- _INSTRUCTIONS TO FOLLOW_: Reproduce the part of the listing that opens with the line containing "For the benchmark, mark every instance of the wooded" and closes with the line containing "[[118, 236]]", both of those lines included, adding 90 to every coordinate value in its answers. Keep the instruction lines unchanged and give nothing beyond that part.

- _DATA TO PROCESS_:
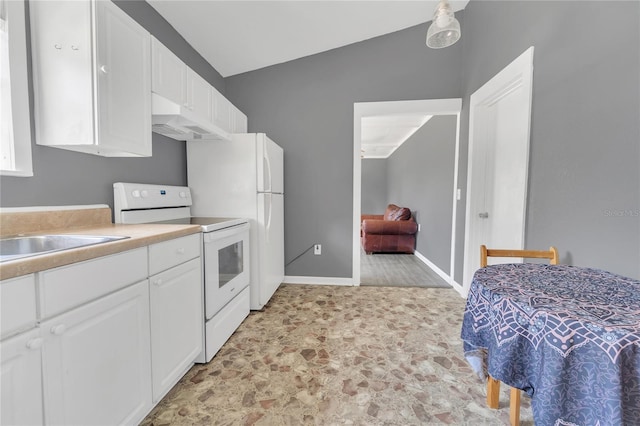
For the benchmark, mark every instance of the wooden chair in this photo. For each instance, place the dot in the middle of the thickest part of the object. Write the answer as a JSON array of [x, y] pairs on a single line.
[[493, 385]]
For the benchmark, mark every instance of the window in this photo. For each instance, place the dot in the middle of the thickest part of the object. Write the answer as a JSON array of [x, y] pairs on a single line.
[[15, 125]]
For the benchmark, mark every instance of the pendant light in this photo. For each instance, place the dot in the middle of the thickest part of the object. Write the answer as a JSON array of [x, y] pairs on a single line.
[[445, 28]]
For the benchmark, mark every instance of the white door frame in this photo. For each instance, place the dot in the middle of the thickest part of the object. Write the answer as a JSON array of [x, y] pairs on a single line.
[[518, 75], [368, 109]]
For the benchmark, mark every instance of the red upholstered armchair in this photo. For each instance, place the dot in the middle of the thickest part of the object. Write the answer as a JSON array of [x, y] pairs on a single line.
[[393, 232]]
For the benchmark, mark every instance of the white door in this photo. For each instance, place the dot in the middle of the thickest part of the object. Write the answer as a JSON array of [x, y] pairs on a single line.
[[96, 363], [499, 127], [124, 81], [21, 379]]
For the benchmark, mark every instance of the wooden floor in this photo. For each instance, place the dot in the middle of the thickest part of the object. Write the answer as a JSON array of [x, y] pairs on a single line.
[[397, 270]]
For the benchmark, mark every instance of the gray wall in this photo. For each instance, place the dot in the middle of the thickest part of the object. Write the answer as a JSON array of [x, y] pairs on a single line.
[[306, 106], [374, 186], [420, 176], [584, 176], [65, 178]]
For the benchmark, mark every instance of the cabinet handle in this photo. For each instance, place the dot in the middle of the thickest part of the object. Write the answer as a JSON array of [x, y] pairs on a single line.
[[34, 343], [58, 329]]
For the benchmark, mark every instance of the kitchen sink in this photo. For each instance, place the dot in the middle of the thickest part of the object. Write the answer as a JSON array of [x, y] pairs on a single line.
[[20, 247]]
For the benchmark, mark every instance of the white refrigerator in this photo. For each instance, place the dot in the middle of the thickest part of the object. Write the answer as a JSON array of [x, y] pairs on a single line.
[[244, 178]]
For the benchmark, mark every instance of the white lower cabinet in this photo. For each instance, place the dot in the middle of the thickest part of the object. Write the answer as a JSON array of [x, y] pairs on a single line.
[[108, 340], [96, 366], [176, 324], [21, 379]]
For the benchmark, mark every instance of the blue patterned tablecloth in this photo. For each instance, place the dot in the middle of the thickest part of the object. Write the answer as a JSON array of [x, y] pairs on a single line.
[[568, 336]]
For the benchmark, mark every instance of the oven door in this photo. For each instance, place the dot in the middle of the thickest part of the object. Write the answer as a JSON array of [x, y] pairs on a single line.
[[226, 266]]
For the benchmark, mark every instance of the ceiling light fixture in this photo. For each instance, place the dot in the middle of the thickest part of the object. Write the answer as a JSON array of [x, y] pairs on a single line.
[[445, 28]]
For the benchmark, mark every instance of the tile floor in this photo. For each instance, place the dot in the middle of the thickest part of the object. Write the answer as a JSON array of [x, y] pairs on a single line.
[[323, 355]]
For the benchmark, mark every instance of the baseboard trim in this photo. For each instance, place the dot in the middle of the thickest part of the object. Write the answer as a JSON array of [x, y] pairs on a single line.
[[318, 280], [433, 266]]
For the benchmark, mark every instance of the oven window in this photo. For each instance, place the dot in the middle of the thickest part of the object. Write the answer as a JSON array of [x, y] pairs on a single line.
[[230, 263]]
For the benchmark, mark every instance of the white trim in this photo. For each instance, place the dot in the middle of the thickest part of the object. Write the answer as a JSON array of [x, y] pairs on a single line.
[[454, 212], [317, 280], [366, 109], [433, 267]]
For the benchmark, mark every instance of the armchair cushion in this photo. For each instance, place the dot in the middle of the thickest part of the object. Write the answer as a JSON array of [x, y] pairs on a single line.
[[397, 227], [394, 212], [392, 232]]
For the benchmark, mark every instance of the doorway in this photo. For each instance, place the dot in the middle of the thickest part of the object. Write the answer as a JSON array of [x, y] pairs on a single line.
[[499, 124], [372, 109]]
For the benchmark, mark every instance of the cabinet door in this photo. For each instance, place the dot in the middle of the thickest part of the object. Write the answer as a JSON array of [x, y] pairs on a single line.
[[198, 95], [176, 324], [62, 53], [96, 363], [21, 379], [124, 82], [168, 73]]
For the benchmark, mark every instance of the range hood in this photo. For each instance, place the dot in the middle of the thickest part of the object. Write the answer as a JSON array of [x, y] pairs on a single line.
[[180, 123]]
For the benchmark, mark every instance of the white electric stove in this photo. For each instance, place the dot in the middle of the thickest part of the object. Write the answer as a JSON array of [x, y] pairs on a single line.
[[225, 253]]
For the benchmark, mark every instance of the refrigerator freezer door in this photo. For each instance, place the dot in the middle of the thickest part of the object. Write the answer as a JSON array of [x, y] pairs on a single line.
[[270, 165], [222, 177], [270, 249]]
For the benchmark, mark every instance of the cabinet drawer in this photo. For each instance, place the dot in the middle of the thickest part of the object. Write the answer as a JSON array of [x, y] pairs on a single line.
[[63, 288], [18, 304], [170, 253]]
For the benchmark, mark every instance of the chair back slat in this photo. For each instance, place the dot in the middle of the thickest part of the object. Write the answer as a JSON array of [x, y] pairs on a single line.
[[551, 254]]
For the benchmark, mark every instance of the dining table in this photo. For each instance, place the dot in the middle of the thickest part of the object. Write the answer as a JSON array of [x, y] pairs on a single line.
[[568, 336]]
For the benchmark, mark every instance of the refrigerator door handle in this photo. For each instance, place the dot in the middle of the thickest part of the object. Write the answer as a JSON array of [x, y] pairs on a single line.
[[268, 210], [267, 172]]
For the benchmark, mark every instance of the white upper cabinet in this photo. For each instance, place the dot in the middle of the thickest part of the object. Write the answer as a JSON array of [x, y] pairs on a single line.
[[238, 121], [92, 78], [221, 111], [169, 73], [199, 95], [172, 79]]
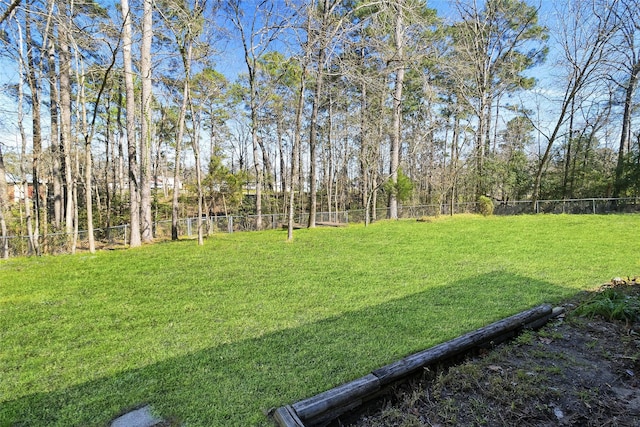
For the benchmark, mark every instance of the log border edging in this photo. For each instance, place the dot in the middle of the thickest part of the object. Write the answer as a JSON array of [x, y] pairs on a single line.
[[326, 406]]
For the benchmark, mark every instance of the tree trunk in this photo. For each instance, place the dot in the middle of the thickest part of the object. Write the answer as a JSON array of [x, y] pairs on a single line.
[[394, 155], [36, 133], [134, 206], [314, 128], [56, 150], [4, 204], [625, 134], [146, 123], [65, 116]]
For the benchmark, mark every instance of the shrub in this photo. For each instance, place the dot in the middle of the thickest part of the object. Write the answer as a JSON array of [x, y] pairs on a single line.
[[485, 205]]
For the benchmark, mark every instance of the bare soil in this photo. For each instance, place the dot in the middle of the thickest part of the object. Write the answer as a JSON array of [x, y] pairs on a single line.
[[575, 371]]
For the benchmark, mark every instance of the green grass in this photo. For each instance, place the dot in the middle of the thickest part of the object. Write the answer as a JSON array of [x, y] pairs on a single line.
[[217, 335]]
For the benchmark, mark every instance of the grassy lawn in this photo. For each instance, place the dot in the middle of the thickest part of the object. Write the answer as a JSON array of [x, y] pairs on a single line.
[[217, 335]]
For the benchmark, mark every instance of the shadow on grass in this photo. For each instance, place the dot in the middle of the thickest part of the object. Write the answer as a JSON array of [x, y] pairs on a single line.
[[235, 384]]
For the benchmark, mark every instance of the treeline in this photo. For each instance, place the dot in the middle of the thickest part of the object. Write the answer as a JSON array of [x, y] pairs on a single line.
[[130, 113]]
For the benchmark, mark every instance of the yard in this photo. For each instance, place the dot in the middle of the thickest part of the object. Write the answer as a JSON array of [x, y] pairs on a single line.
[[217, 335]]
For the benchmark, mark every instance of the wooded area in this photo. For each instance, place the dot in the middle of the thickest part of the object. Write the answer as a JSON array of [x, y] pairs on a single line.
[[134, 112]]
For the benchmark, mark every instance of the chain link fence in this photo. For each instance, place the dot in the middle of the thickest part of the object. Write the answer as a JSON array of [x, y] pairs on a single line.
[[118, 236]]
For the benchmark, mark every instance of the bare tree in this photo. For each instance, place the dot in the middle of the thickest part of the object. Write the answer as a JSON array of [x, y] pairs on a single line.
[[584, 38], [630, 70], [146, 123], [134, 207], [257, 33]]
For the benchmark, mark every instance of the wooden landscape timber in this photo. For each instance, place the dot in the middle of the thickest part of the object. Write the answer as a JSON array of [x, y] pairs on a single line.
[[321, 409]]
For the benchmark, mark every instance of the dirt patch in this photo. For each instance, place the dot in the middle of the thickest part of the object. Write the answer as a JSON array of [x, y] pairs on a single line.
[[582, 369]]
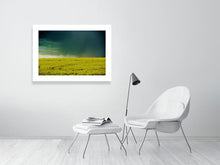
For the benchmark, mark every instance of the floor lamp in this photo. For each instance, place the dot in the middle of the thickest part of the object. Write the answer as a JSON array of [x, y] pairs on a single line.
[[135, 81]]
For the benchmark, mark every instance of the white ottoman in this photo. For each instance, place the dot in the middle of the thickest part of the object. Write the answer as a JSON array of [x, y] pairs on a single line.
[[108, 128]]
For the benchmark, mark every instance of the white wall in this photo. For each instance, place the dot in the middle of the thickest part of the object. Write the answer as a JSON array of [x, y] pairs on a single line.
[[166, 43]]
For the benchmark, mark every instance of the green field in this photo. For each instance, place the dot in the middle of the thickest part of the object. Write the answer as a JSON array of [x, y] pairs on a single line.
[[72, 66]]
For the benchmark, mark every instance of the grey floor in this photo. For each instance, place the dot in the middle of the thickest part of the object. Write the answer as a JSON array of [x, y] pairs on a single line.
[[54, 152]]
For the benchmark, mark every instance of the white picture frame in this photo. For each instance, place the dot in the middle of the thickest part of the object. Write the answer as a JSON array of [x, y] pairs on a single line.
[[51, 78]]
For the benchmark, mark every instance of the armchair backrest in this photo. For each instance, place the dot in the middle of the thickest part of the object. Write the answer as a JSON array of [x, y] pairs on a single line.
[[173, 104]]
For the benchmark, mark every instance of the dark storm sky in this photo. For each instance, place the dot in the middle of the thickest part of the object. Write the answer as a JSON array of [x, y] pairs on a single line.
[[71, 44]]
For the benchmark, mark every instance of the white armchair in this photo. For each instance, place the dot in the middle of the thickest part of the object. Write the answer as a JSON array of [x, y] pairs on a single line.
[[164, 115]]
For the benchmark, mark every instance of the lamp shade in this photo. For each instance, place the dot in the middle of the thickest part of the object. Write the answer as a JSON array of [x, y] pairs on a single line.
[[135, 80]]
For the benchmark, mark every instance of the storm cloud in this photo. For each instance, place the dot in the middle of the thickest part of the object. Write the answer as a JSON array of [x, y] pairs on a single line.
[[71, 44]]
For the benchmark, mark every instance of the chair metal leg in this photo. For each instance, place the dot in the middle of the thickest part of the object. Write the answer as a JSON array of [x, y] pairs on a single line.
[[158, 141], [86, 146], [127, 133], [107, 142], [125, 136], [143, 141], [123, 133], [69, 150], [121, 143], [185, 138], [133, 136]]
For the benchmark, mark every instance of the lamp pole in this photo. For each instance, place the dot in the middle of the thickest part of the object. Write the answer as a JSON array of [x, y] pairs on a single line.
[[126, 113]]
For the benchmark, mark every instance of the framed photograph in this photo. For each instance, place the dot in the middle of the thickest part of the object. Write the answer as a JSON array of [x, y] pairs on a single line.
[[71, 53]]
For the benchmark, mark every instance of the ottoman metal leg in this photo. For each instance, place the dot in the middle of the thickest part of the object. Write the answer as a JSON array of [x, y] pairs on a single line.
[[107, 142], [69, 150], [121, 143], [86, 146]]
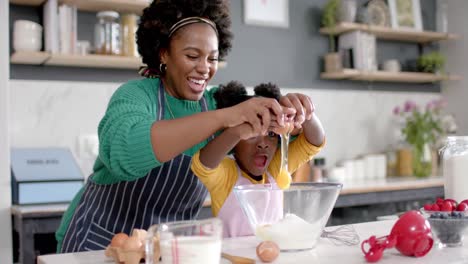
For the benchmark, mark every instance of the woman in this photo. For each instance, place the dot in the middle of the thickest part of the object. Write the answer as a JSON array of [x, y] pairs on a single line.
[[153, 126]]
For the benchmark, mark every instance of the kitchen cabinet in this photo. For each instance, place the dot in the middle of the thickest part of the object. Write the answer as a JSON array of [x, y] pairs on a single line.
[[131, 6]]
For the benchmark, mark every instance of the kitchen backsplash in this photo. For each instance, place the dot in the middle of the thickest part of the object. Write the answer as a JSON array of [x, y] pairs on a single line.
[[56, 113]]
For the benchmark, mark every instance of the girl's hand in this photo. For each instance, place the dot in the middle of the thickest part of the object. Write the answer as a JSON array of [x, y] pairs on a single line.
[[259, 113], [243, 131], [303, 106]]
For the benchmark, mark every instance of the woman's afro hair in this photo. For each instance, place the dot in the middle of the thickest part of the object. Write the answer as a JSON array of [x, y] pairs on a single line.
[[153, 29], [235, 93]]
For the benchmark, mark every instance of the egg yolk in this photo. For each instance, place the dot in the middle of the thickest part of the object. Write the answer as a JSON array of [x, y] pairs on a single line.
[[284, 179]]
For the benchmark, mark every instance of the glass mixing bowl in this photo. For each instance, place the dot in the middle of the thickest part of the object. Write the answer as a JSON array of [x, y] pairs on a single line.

- _WORKED SOLUTION_:
For the benchmark, mark every instance of the wooded area in this photo. For each instance, place the dot in the middle of the thickest part of the object. Write the answer as a JSON array of [x, y] pairs on a single line.
[[224, 202]]
For the benchmark, mark every instance of the chain link fence in this photo. For each instance, place the dot in the middle of the thickest part of the object. Write the answer as a JSON array of [x, y] pairs on a single line.
[[208, 326]]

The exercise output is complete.